* _Problems to solve_:
(a) From the post on Genesis 1:3, copy out the stretch from "The jussive mood" through "steps of creation.".
(b) According to the post on Genesis 1:3, why does the light verse stand apart from the pattern in the rest of Genesis 1? Answer in one to three sentences.

* _Excerpt provided_:
I'm trying to read Genesis 1 very closely and I'm noticing a thing about Genesis 1:3. God says יהי אור. Then it just says "and there was light." The form of "to be" (היה) here is "Qal Imperfect Jussive 3ms."
The jussive mood is distinct from the imperative. It can be used "to indicate a command, permission or agreement with a request" and is distinct from imperative which expresses a command. There is an imperative form in 1:22 and 1:28, "be fruitful and multiply..."
The other places this form (יהי) is used I can understand it as a "letting it be" as in Gen 30:34 and 33:9 where there is a kind of non-action associated with it (as in no interference). Then after the light verse (1:3) in the rest of Genesis 1, there is a distinctly different pattern. God speaks of creation and then acts to make the thing God describes. Here in Gen 1:3, God just seems to say "let light be" and then it is the case that "light was." There is no explicit step where it says that God made light as it says with all the other steps of creation.
Is he acknowledging the light? What is going on here? I'm trying to approach it as best I can without a bunch of preconceived notions of creation (e.g. ex nihilo). I'm wanting to let the text speak for itself. It seems like the earth is emptiness and void, and the darkness over the face of the deep, and the spirit of God hovering over the waters. These all seem to be things that "are" in the perfect tense (הָיְתָ֥ה). In that they are somehow complete, done. This, הָיְתָ֥ה, in Genesis 1:2 is the only instance of explicit "to be" in the perfect tense in Genesis 1. Is the text acknowledging that the light, though there with the stuff of creation, is somehow incomplete in nature and acknowledged as such (it is in the imperfect jussive here).

* _Supplied data_:
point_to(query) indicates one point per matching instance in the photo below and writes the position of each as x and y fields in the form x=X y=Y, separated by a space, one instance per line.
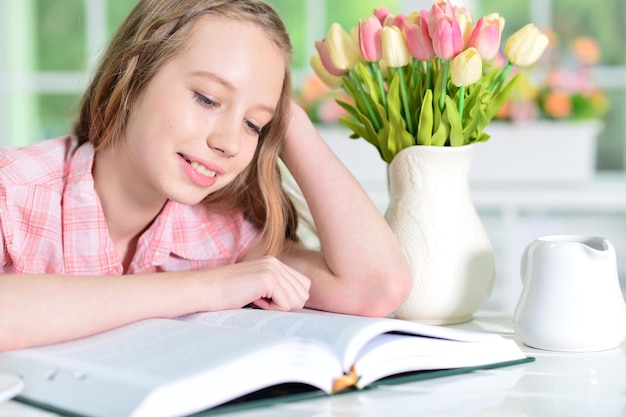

* _Task results_:
(a)
The jussive mood is distinct from the imperative. It can be used "to indicate a command, permission or agreement with a request" and is distinct from imperative which expresses a command. There is an imperative form in 1:22 and 1:28, "be fruitful and multiply..."
The other places this form (יהי) is used I can understand it as a "letting it be" as in Gen 30:34 and 33:9 where there is a kind of non-action associated with it (as in no interference). Then after the light verse (1:3) in the rest of Genesis 1, there is a distinctly different pattern. God speaks of creation and then acts to make the thing God describes. Here in Gen 1:3, God just seems to say "let light be" and then it is the case that "light was." There is no explicit step where it says that God made light as it says with all the other steps of creation.

(b) In the rest of Genesis 1, God speaks of a creation and then acts to make what was described. In 1:3, God only says "let light be," and then light was. There is no explicit step saying God made light, as there is for the other steps of creation.